-- begin GIVEN INFORMATION --

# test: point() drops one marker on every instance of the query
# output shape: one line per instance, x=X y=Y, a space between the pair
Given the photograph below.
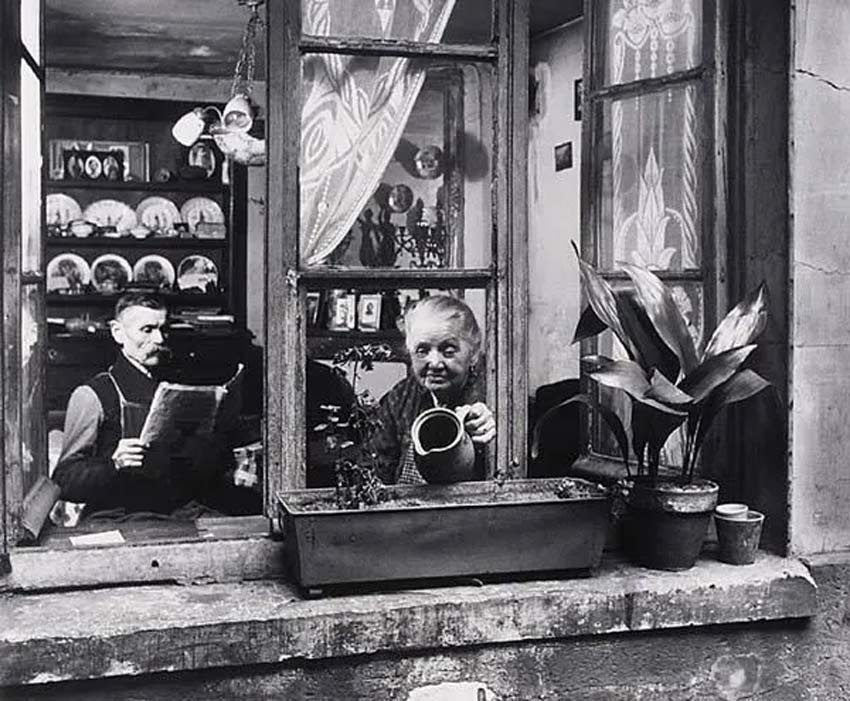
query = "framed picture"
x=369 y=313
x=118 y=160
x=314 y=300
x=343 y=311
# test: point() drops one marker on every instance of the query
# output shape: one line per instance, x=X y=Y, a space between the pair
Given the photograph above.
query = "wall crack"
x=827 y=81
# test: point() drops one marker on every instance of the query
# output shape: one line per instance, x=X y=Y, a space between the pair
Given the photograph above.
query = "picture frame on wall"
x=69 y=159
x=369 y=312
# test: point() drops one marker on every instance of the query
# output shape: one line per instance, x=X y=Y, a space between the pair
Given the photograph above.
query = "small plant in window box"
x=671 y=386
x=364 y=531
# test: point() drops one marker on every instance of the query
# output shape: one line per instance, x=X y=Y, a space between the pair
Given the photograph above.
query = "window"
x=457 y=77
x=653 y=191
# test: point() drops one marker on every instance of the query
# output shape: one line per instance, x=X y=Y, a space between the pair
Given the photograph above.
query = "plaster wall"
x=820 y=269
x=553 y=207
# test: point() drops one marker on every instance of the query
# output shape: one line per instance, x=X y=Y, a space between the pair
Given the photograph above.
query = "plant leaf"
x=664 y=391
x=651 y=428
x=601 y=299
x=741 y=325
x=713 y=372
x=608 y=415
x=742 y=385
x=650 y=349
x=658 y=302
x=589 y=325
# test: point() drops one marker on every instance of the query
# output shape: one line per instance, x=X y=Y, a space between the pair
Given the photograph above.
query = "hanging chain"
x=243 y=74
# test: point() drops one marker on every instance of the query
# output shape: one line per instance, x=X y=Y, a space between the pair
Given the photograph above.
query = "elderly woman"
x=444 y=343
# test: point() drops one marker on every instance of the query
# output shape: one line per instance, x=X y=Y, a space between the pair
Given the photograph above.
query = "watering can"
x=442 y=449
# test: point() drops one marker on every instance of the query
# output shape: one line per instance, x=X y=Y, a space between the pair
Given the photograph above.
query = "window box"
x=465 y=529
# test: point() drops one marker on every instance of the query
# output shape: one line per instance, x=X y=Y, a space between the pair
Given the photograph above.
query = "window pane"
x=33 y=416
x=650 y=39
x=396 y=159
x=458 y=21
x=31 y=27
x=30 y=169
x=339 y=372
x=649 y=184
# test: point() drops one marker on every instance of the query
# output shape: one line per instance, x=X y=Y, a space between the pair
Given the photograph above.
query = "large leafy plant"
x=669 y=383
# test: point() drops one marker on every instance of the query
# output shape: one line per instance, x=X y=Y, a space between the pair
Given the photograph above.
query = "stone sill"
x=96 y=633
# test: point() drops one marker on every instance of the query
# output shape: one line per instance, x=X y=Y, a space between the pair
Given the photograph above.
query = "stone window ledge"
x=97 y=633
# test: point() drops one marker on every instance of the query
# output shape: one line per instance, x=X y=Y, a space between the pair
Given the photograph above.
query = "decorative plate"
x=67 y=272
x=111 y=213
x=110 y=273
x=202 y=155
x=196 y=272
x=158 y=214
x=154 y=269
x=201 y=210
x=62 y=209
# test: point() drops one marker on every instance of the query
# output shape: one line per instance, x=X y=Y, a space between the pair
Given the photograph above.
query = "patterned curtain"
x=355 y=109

-- end GIVEN INFORMATION --

**SHORT EXERCISE**
Omit the pictures. Transcribe every record exactly.

**SOLUTION FOR THIS EXERCISE**
# test: point() drops one marker on every instance of the query
# output shape: one line per instance, x=X y=Y, a space between the pair
Given the photograph below.
query = "framed picture"
x=369 y=313
x=118 y=160
x=314 y=300
x=343 y=311
# test: point() drops one marker on every instance of the query
# output shape: one line per instance, x=X y=Y, a space between the pair
Given the photograph above.
query = "wall crack"
x=827 y=81
# test: point() drops one marker on every instance of the query
# output shape: one line per instance, x=X y=Y, a space between the pair
Given the photograph above.
query = "picture frame on wall"
x=69 y=159
x=369 y=312
# test: point() drops one marker on every instance of the query
# output shape: one line per instance, x=X y=Y, a space between the pair
Given the photograph above.
query = "small plant in window box"
x=671 y=386
x=364 y=531
# test: point() drops one marker on every instance of the query
# output shape: one line per instance, x=X y=Y, a space between the pair
Given the photograph above.
query = "window"
x=457 y=77
x=653 y=191
# test: point() drops one marker on every instance of the query
# output shape: one line per instance, x=X y=Y, a space between the pair
Given the photograph above.
query = "plaster wall"
x=820 y=269
x=553 y=207
# test: point() drops one marker on every instance of the query
# output shape: one line per instance, x=X y=Y, a space between the pair
Given the photograph above.
query = "plant leaf"
x=664 y=391
x=651 y=428
x=601 y=299
x=741 y=325
x=713 y=372
x=608 y=415
x=742 y=385
x=650 y=349
x=658 y=302
x=589 y=325
# test: point() drops one marker on every instance of the query
# output shape: one line per instance, x=X y=Y, a space between the pair
Given the photograph above.
query = "hanging chain"
x=243 y=74
# test: point() drops one marker on every instance of the query
# output shape: one line per instance, x=X y=Y, a space between the pair
Given the photograph above.
query = "elderly woman"
x=444 y=343
# test: point() drops one marker on every instance of the query
# output shape: one line per instance, x=X y=Y, a space between the pair
Given the photograph above.
query = "watering can"
x=442 y=449
# test: point() drops one marker on every instance of the query
# output shape: one line per instance, x=X y=Y, a space between the pair
Given the photograph above.
query = "window box"
x=465 y=529
# test: point() drops one marker on every instance of the query
# output shape: one line per instance, x=X y=Y, a space between the pair
Given the photograph above.
query = "window pane"
x=33 y=416
x=650 y=39
x=396 y=159
x=458 y=21
x=31 y=27
x=30 y=169
x=339 y=372
x=649 y=184
# test: point() drops one marker on every instance of the query
# output shape: one line per instance, x=X y=Y, a space between the pair
Given the photograph above.
query = "large leafy plant"
x=669 y=383
# test: point() drops one marker on every instance of the query
# output shape: one line per instance, x=X y=Y, a space between the pair
Given the photograph above.
query = "stone sill"
x=96 y=633
# test: point() drops one marker on every instance of the query
# output shape: one line per instance, x=X y=Y, a space between the pair
Given the photograph above.
query = "stone window ledge"
x=97 y=633
# test: point() drops one marker on every instance of the query
# output shape: one line per instance, x=X y=Y, a space between the pair
Given the photograph above.
query = "decorative plate"
x=67 y=272
x=111 y=213
x=110 y=273
x=202 y=155
x=196 y=272
x=158 y=214
x=154 y=269
x=201 y=210
x=62 y=209
# test: point() drops one marker on every instance of the query
# output shape: one line per instance, x=X y=Y, a space between the pair
Given the photograph above.
query = "patterned curtain"
x=355 y=109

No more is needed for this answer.